Record set
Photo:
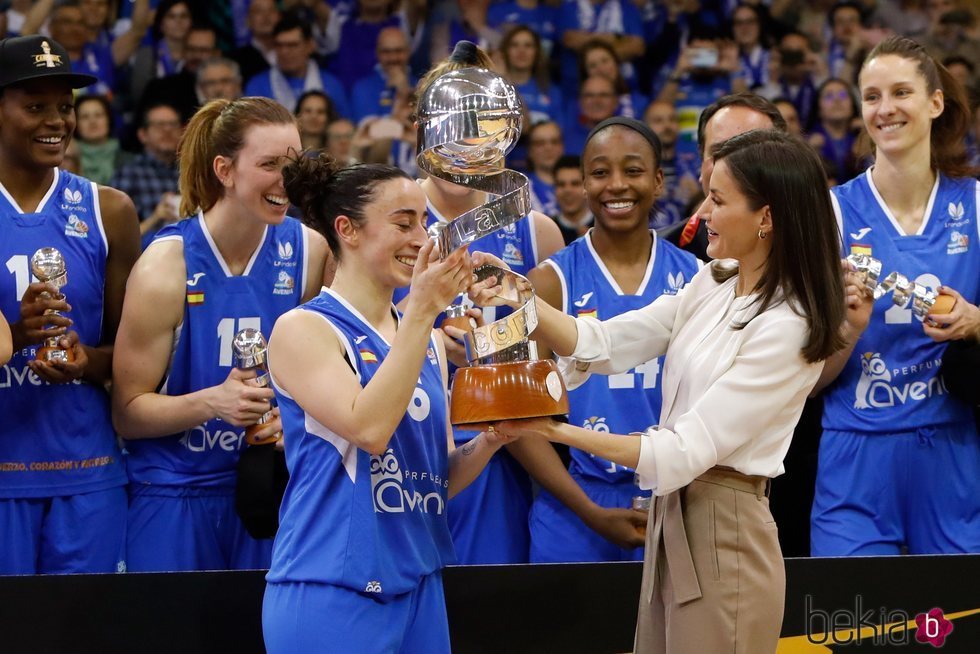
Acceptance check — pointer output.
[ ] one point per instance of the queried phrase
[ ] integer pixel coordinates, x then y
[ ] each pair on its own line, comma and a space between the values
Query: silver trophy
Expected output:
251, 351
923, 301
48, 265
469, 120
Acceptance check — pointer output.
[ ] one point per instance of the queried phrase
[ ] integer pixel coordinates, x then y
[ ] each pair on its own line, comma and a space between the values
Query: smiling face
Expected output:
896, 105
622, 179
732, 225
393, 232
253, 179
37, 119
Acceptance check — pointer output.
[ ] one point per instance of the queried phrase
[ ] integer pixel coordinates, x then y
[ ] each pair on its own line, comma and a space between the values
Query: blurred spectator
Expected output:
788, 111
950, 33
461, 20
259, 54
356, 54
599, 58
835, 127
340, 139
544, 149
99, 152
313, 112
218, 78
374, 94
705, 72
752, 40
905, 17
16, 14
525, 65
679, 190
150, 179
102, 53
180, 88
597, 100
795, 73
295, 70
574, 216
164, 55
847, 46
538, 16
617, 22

Try it
From the first line to the last, output the records exactly without pictures.

Task output
Photo:
Acceptance check — pointer output.
[ ] one point per instance of the queried phrase
[ ] integer pixel coordinates, x then y
[ ] each pair on its own line, comma and a space between the values
Query: silver trophy
Expected output:
251, 351
923, 301
48, 265
469, 120
Acceptance check — pointer output.
[ ] one point per instance of the queried phrase
[ ] integer pixel coordinates, x then y
[ ] each pair on its own line, comma and a space between the values
Query: smiling face
Expected output:
896, 105
622, 179
732, 225
393, 232
253, 179
37, 119
Acceptance check — pointer output.
[ ] one point per instance of the queried phrase
[ ] integer pixel coordinates, x then y
[ ] each pair on its own line, comma and a space between the values
Query: blurred spectator
Expected output:
788, 111
950, 33
461, 20
259, 54
356, 54
599, 58
835, 127
340, 139
544, 149
99, 152
313, 112
218, 78
374, 94
705, 72
752, 40
905, 17
16, 14
525, 65
679, 190
150, 179
102, 53
180, 88
597, 100
795, 73
295, 70
574, 216
164, 55
847, 46
538, 16
617, 22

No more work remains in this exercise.